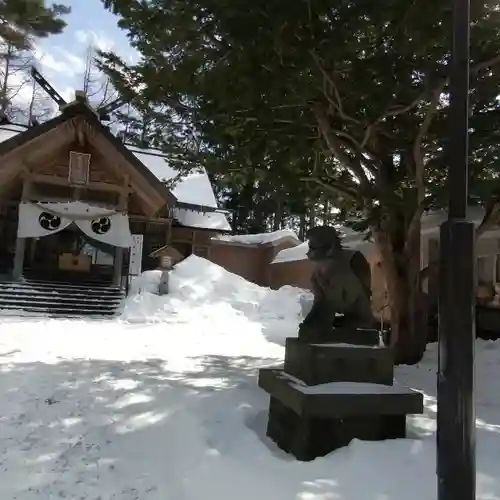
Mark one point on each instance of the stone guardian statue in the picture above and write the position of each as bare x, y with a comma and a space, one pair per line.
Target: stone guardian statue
341, 285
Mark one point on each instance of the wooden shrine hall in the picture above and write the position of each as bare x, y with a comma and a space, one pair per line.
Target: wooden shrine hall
77, 203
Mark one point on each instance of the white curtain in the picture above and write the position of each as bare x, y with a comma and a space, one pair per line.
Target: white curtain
41, 219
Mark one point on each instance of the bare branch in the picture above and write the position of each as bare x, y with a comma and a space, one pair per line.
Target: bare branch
335, 187
353, 165
338, 104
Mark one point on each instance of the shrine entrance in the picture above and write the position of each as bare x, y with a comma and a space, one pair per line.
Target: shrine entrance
69, 255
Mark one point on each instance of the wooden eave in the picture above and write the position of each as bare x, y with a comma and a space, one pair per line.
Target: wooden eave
152, 193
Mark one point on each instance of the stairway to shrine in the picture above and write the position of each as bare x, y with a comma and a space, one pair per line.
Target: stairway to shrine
36, 297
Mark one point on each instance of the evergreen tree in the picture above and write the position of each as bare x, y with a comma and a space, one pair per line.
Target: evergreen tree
352, 92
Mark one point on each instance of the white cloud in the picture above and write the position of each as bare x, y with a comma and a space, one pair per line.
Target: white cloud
59, 60
97, 40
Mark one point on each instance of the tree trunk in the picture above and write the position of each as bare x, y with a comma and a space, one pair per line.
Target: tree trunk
4, 86
401, 268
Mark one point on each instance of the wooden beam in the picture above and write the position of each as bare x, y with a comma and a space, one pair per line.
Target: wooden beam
62, 181
120, 251
17, 270
151, 220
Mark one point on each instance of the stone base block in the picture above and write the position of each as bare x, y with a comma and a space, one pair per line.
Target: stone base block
312, 421
310, 438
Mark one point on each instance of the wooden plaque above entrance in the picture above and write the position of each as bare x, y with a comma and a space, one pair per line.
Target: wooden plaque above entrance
79, 168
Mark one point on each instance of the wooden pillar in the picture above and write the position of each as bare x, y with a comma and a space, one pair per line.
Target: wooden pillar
17, 270
119, 253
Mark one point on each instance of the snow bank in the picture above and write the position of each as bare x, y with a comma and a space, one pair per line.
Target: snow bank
260, 239
292, 254
148, 281
200, 288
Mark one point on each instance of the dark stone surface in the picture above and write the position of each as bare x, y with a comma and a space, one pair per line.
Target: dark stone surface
322, 363
312, 437
339, 335
329, 403
341, 285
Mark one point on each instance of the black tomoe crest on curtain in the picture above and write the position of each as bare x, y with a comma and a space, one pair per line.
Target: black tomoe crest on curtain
49, 222
101, 226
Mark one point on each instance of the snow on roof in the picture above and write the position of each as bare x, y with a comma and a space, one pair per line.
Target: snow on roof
209, 220
194, 188
272, 238
7, 131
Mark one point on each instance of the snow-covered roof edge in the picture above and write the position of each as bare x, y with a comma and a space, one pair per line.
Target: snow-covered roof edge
193, 191
261, 239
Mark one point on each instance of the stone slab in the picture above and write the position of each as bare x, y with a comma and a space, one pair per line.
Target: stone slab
339, 399
367, 336
337, 362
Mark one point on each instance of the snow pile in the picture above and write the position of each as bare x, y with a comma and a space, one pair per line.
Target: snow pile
147, 282
199, 288
292, 254
272, 238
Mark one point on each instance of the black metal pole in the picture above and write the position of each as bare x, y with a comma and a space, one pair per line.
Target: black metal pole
456, 466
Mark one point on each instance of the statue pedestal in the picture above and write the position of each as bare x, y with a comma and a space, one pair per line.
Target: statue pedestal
332, 392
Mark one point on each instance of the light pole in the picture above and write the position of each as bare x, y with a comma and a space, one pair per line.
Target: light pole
456, 466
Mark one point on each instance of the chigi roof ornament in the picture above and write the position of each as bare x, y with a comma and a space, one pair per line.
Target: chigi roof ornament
103, 112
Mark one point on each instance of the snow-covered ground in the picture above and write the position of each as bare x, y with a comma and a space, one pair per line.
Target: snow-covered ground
163, 405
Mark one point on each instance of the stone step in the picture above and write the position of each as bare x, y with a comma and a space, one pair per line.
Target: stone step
43, 287
56, 311
59, 300
6, 296
68, 303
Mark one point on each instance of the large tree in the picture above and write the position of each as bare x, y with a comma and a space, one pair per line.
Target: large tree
353, 91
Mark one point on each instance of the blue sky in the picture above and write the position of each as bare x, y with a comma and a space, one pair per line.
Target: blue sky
63, 56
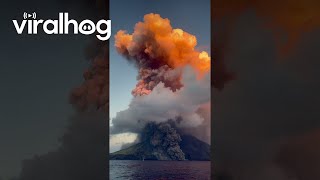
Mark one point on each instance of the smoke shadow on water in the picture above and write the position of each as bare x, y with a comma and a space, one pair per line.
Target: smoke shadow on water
128, 169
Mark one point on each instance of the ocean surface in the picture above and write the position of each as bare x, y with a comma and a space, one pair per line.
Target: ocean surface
159, 170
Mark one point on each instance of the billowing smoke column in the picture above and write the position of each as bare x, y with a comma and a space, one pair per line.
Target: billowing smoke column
173, 80
94, 91
164, 141
159, 52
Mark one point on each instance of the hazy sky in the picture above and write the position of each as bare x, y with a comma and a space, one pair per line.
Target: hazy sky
191, 16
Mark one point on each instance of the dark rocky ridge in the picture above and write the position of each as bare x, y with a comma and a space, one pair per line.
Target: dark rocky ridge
193, 148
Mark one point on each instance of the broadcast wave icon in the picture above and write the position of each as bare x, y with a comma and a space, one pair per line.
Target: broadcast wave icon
27, 15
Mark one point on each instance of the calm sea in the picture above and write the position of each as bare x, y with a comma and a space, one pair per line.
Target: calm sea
159, 170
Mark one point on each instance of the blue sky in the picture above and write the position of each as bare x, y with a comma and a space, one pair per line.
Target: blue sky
193, 16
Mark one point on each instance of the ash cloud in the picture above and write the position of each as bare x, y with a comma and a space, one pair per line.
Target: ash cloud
163, 139
191, 103
173, 78
159, 52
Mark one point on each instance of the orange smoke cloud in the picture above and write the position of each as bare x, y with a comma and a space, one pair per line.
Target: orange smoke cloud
159, 51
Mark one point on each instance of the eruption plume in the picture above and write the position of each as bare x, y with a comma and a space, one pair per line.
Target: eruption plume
173, 81
160, 52
164, 140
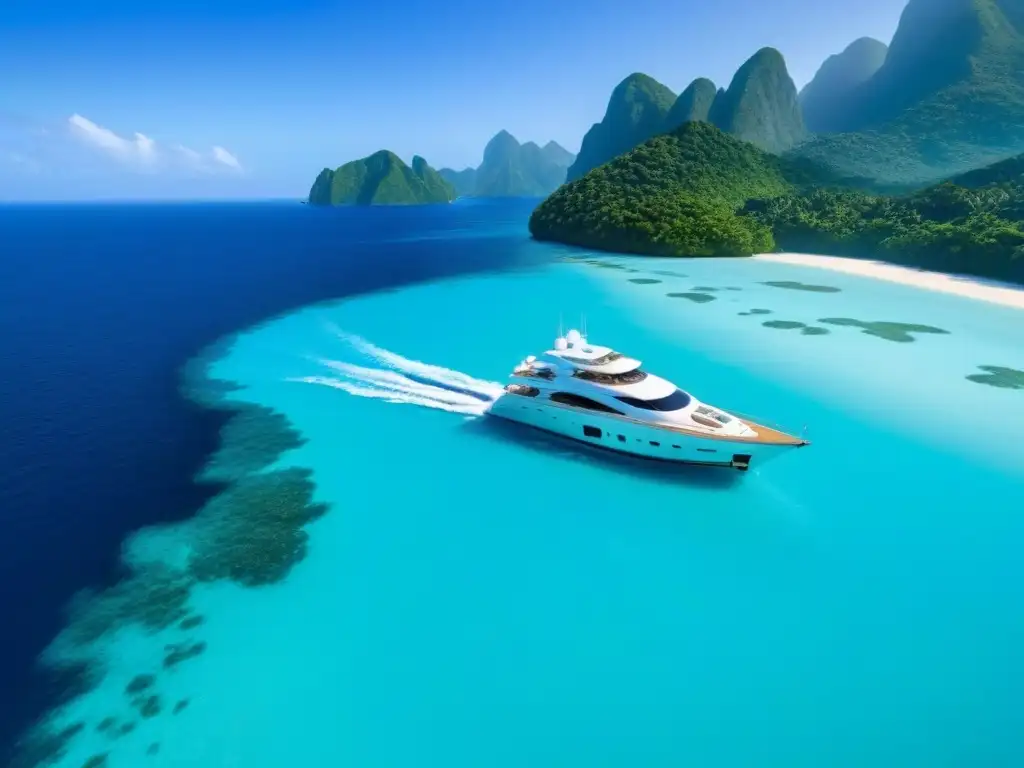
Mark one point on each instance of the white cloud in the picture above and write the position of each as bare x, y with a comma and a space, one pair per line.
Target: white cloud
143, 152
141, 148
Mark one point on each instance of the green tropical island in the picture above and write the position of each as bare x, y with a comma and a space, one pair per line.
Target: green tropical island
509, 170
911, 153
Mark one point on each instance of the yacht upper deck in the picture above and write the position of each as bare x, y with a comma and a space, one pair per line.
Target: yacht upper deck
573, 349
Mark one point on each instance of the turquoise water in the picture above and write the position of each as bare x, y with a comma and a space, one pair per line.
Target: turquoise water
481, 595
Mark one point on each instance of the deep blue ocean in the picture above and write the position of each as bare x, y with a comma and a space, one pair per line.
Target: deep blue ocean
382, 576
99, 307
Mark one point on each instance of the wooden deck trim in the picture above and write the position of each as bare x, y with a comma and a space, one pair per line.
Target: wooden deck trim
765, 435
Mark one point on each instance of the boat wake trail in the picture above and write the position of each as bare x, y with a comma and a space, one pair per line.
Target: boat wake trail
397, 379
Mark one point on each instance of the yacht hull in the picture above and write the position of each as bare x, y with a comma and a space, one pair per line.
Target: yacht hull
625, 435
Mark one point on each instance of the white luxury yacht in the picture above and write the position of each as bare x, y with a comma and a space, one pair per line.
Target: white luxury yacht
601, 397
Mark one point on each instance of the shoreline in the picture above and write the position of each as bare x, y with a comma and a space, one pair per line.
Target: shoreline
965, 286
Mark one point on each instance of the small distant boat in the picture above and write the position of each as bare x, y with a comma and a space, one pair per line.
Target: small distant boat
599, 396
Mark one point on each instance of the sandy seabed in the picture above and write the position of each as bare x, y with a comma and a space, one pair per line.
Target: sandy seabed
965, 286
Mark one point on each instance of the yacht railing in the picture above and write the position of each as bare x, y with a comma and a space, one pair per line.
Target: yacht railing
764, 423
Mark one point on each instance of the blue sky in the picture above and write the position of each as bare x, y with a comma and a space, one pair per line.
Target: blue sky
211, 98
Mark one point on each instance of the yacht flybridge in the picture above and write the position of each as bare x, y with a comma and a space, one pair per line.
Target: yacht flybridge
597, 395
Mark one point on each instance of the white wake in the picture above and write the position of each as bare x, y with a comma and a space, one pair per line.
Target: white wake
406, 381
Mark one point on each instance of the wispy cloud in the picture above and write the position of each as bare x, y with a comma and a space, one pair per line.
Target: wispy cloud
143, 153
139, 150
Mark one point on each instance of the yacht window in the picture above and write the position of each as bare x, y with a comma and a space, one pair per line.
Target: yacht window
716, 415
631, 377
522, 389
608, 357
567, 398
674, 401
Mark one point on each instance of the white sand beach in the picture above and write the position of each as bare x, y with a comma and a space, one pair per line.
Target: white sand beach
960, 285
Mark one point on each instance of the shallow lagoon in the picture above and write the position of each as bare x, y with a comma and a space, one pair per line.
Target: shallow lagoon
479, 594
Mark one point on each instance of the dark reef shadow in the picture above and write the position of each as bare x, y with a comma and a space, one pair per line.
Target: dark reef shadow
899, 332
539, 440
999, 377
696, 298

Exercise prompt: Each line from the top of the records through the one containing "Mark one point on each instance of the wooden shrine" needs to be transcribed exactly, without pictures.

Solution to this exercise:
Mark one point on each instance of the stone guardian statue in the picture above and write the position of each as bare x, y with a comma and a space, one pair per line.
Target: stone guardian statue
341, 285
Mark one point on each instance of the wooden shrine hall in the picture above and write the position of each as bare x, y with a comma and a space, one pair per line.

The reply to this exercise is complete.